Items listed in a dataset:
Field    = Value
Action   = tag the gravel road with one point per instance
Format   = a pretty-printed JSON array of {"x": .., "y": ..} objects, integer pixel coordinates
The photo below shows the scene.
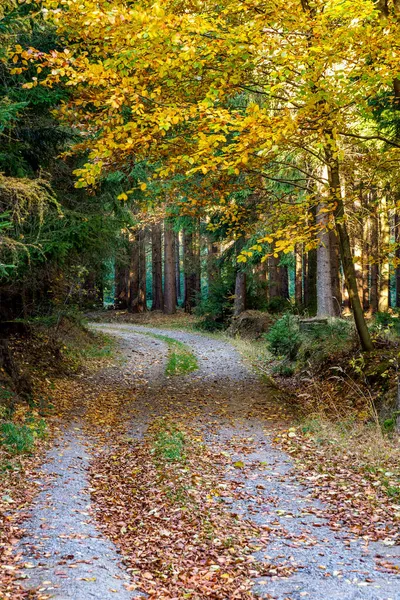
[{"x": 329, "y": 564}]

---

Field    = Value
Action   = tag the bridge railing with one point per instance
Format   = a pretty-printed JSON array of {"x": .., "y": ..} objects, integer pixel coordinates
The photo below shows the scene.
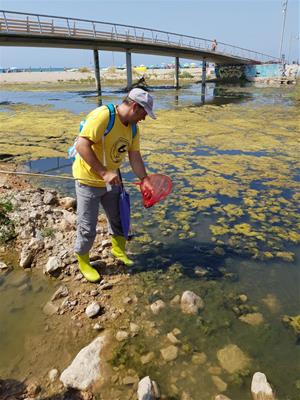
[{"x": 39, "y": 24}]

WORK ITEM —
Copy each line in the data that holds the word "with".

PROBLEM SOLUTION —
Action   = tag the gravel road with one point per instance
Action   = tag the bridge railing with one point per instance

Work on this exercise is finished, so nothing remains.